◆ Passage:
Our workshops take approximately two and a half hours. This means that students have ample time to ask questions on the guidelines and surrounding issues, and to work through the material.
The session begins with a presentation which takes the students step by step through the guidelines with examples of headlines, facts, and statistics. Students are encouraged to ask any questions they may have along the way. The presentation takes approximately 40 minutes.
Following a short break, students are divided into small groups and given the first part of a case study. We use two case studies during workshops for variety, so that half of the participants work on one, while the other half receives a different one. Case studies are fictional scenarios that centre around mental illness or suicide. Students are asked to read through the initial, limited information and think about a headline as well as the angle they would take when reporting on the story. After a discussion on any challenges they encountered, students are given further information which include Gardaí press releases, statements, and interview transcripts. They are then asked to choose what elements they would include in their story and finalise the outline of their report.
After another short break the group is given a recent, real example from a national broadcaster of an interview which deals with the issue of suicide. Students are encouraged to think about what aspects of the interview they think are responsible and what elements may be harmful. There is then a quick fire round during which students are given flashcards with brief scenarios and have 2-3 minutes to identify which guidelines are most relevant and what pitfalls may occur with the given situation.
Finally, we brief the students on Headline research, any recent developments in the media and mental health sector, and we allow plenty of time for any questions or difficulties they had.
Due to the sensitive nature of the material, trigger warnings are given before and during the workshop to alert students who may need to leave the room or seek further support.

◆ Entries:
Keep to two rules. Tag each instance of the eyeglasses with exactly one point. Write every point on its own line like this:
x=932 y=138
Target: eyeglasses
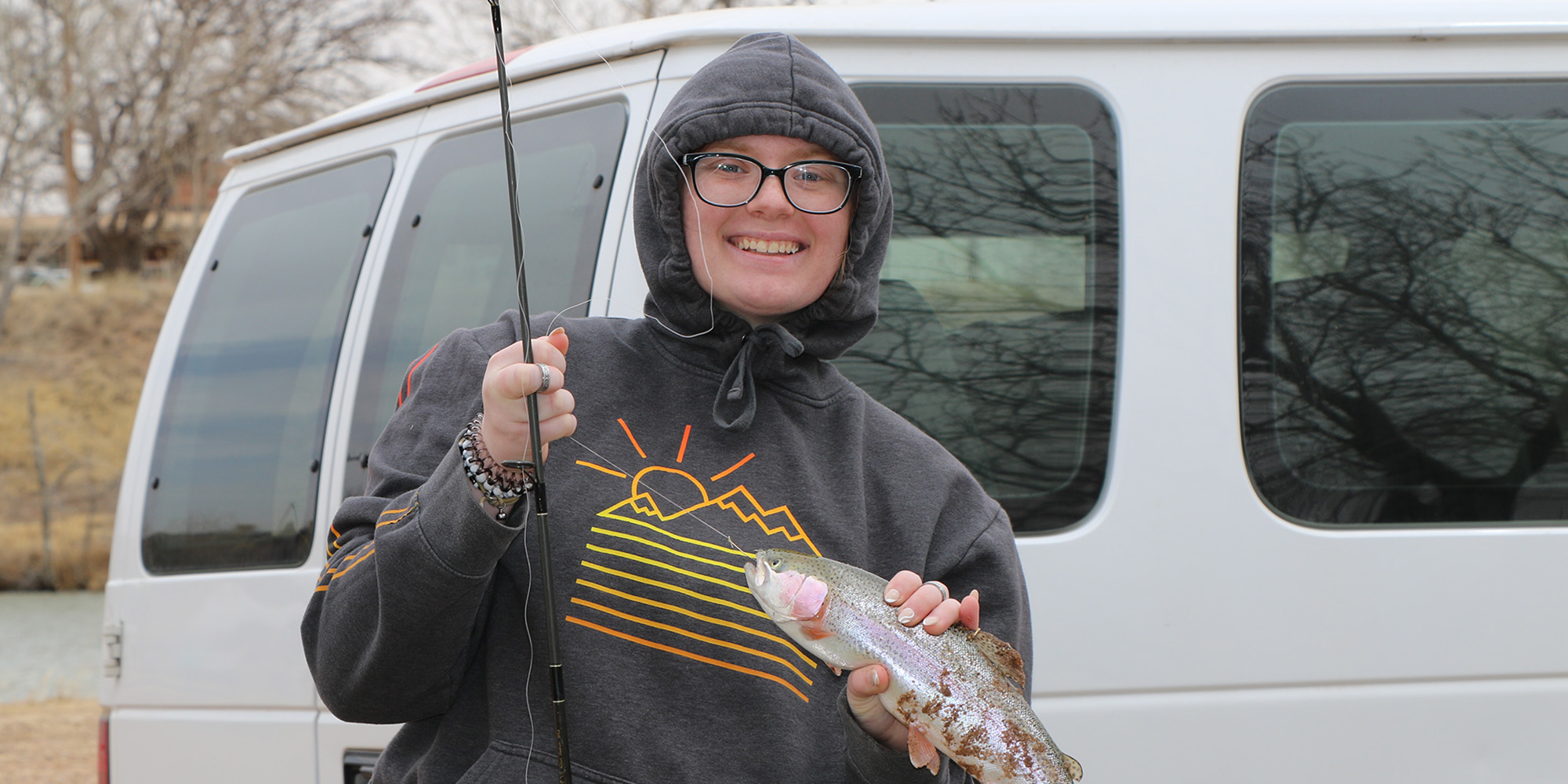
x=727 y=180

--

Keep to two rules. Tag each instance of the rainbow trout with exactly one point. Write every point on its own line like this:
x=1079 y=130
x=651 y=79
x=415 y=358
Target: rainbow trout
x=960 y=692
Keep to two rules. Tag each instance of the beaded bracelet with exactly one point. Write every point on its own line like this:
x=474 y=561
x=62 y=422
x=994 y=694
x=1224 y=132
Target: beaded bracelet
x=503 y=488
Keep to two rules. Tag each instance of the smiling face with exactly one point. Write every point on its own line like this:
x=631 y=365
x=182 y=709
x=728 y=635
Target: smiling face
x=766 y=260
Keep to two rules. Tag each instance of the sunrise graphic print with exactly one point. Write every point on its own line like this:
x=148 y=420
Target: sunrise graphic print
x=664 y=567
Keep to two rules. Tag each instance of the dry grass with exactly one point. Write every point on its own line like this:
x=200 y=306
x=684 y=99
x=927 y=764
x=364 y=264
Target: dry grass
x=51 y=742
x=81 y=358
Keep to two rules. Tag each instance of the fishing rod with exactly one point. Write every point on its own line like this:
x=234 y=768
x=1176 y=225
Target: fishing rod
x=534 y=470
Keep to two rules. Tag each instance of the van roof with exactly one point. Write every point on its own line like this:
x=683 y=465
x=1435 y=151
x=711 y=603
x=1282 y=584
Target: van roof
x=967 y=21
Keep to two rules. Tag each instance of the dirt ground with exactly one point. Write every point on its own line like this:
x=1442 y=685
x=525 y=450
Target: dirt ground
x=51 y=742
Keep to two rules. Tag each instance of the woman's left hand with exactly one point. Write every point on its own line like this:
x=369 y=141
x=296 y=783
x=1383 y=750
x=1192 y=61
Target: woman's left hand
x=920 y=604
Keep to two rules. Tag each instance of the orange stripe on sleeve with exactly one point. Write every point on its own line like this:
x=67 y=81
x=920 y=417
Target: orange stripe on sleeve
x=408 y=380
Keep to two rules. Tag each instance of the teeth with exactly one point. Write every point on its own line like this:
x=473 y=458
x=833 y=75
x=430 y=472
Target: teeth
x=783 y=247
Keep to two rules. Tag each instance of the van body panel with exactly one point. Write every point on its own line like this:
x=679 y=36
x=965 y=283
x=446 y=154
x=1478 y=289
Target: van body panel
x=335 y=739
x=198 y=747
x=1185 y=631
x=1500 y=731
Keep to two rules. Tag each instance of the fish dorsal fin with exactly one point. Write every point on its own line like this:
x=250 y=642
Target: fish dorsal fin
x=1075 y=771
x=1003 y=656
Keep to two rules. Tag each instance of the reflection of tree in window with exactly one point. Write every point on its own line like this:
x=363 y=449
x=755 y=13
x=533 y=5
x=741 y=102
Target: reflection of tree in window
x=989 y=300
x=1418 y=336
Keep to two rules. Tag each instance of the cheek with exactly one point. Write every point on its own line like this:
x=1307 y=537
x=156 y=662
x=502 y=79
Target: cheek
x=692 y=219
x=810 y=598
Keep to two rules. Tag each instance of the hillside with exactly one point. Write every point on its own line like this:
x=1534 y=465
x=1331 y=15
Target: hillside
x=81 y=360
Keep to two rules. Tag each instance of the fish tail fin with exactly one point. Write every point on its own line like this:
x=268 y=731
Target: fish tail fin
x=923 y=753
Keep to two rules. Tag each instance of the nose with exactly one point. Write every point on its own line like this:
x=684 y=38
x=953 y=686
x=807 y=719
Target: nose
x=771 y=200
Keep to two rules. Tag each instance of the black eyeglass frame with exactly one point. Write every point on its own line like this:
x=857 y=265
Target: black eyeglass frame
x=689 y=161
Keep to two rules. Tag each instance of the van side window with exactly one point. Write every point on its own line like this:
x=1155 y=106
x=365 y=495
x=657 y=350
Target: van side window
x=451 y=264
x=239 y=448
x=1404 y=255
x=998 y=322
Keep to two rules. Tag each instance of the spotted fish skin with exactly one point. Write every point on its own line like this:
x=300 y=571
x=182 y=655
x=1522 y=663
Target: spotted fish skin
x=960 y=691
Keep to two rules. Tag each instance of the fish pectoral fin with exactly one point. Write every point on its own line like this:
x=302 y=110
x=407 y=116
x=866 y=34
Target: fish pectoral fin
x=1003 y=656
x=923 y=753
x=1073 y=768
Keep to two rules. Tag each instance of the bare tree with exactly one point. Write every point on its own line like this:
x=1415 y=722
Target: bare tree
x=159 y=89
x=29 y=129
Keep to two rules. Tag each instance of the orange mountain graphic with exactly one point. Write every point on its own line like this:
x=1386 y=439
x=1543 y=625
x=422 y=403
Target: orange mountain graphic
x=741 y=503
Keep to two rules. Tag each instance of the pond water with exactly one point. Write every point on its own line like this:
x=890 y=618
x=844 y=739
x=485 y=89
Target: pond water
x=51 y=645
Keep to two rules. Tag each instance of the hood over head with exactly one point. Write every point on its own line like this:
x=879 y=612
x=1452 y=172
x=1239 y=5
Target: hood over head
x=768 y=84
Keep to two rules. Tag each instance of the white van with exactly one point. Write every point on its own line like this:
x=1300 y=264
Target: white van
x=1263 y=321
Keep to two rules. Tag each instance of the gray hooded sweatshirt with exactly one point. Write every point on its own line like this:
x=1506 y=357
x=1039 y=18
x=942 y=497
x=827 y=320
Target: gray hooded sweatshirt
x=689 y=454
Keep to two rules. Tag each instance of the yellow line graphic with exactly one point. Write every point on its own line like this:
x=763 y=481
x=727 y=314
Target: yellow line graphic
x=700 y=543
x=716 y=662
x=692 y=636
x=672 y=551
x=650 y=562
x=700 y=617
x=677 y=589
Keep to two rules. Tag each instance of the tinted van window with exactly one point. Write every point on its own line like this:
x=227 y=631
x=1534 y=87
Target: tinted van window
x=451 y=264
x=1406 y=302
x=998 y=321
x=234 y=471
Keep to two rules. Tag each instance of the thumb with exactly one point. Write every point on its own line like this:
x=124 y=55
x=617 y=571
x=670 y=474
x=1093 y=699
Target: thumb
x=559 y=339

◆ Set exercise 1: In the workshop description, why are trigger warnings given before and during the workshop? Answer in one to three sentences.
◆ Set exercise 2: Write the next part of the workshop description, starting after its final sentence.

◆ Right answer 1: The material is sensitive. The warnings alert students who may need to leave the room or seek further support.

◆ Right answer 2:
In order to gauge how helpful our workshop and material is to the students’ understanding of mental ill health reporting, we conduct pre and post-workshop surveys. Our pre-workshop survey is emailed to lecturers a week before the training is due to take place and we ask that lecturers forward this to students who will be attending on the day. Immediately following the training, we send out our post-workshop survey.
Before booking our workshop, it is important to note that the presentation and case studies include details of suicide methodology. As outlined above, our workshops are always prefaced by a trigger warning for students and include contact details for support services which students can access. All Headline team members are trained in safeTALK and our education lead is additionally trained in Mental Health First Aid. Any student who needs to leave the room is checked on to ensure that they are offered support in the case of distress and are referred to further services if necessary.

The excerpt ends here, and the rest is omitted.